Excerpted passage -
########################################
2019 SWNC Speaker
Dr. Todd Callaway is a member of the faculty of the Department of Animal and Dairy Science at the University of Georgia. Todd is a ruminant microbiologist who grew up on a small horse, dairy, and beef farm and received his B.S. and M.S. degrees from the University of Georgia in Animal and Dairy Science in 1993 and 1996, respectively. He then went on to receive his Ph.D. degree in Microbiology from Cornell University in 1999. Dr. Callaway’s research in graduate school focused on how the bacteria in the rumen of cattle could adapt and become resistant to ionophores, and how ionophore usage could be enhanced or replaced using non-antibiotic approaches.
Following graduate school, Dr. Callaway joined the Agricultural Research Service of the USDA (USDA-ARS) in 2000 and served as a research microbiologist in the Food and Feed Safety Research Unit at the Southern Plains Agricultural Research Center, in College Station, Texas. There his research mission was to reduce food-borne pathogens such as Salmonella and E. coli O157:H7 in animals prior to slaughter. As part of his research focus, Dr. Callaway focused on the intestinal microbiome and the impacts of diet on the microbial population and host susceptibility to pathogen colonization. His research has been supported by the: National Cattlemen’s Beef Association, National Dairy Board, National Pork Board, U.S. Poultry and Egg Foundation, and numerous companies from around the world. In 2016, Dr. Callaway served as the Acting and subsequently became the National Program Leader for Food Safety for USDA-ARS, with a portfolio of research that included: On-Farm Food Safety, Antimicrobial Resistance, and Microbiome research.
During his research career, Dr. Callaway has published more than 200 refereed journal articles, more than 25 book chapters, and 2 books entitled “Direct Fed Microbials” and “On-Farm Strategies to Control Foodborne Pathogens”. Dr. Callaway received the American Society of Animal Science Early Career Research Award and the USDA/ARS Early Career Scientist of the Year Awards in 2007. Dr. Callaway has chaired numerous scientific meetings and research panels, and is excited to begin again working with animal producers and industrial partners to understand their specific needs and how manipulation of the ruminal microbes can improve profitability on the farm. His research at UGA focuses on the role of the ruminal microbes in the nutrition of cattle, and how the complex environment of the cattle gastrointestinal tract can impact foodborne pathogenic bacterial populations in food animals.
########################################
Excerpted records -
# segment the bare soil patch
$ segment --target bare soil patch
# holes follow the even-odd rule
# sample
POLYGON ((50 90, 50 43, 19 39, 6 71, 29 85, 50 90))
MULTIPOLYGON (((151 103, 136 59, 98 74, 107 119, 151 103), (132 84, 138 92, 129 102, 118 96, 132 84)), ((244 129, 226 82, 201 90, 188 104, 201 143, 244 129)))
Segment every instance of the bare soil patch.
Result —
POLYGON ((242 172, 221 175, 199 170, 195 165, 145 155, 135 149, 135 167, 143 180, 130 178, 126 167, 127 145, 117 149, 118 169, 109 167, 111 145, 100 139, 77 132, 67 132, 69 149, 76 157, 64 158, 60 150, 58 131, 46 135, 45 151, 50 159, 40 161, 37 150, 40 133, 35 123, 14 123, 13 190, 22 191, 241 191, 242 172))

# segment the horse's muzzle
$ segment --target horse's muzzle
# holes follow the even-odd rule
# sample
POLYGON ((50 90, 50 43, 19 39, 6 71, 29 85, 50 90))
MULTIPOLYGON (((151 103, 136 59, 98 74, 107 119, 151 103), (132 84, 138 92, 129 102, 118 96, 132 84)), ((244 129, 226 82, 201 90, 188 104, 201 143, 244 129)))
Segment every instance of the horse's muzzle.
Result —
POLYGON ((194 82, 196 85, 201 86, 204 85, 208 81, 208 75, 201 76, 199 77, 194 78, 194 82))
########################################
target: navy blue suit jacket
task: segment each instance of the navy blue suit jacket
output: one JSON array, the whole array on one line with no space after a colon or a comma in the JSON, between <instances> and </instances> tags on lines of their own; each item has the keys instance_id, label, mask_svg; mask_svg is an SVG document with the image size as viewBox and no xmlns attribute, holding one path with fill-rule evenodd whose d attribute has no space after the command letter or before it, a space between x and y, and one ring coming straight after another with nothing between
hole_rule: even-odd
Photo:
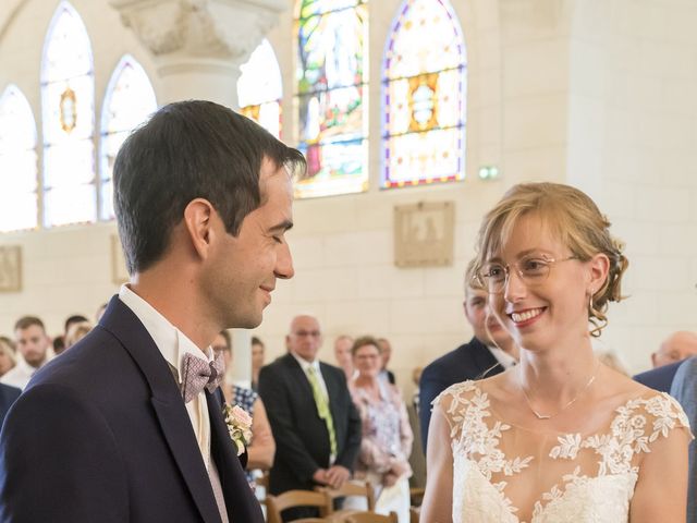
########################################
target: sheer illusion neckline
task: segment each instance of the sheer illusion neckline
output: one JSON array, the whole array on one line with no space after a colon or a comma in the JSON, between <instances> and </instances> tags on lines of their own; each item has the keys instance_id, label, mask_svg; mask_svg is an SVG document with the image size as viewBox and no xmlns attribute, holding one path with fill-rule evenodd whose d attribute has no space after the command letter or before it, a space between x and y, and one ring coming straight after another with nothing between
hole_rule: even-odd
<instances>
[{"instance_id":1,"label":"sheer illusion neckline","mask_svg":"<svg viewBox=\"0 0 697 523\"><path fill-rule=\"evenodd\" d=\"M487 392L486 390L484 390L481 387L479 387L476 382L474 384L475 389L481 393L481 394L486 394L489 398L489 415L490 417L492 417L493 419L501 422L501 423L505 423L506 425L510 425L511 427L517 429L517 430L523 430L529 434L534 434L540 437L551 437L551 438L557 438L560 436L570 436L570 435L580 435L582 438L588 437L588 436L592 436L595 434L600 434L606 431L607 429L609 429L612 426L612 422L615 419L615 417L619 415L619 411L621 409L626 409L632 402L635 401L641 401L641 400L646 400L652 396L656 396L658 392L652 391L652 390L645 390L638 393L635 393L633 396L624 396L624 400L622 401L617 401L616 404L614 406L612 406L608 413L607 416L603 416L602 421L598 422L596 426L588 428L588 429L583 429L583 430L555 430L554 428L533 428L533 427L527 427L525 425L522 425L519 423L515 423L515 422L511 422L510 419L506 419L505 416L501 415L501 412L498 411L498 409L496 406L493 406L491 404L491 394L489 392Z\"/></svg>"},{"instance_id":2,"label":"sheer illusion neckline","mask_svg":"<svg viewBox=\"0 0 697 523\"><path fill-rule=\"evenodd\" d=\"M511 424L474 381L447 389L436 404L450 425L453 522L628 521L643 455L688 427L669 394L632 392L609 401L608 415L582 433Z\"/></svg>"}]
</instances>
########################################
Check your understanding -
**A)** According to the speaker profile, which university awarded Dr. Callaway his Ph.D.?
**B)** Pull out the speaker profile's text starting at "2019 SWNC Speaker" up to and including "using non-antibiotic approaches.", word for word.

Answers -
**A)** Cornell University

**B)**
2019 SWNC Speaker
Dr. Todd Callaway is a member of the faculty of the Department of Animal and Dairy Science at the University of Georgia. Todd is a ruminant microbiologist who grew up on a small horse, dairy, and beef farm and received his B.S. and M.S. degrees from the University of Georgia in Animal and Dairy Science in 1993 and 1996, respectively. He then went on to receive his Ph.D. degree in Microbiology from Cornell University in 1999. Dr. Callaway’s research in graduate school focused on how the bacteria in the rumen of cattle could adapt and become resistant to ionophores, and how ionophore usage could be enhanced or replaced using non-antibiotic approaches.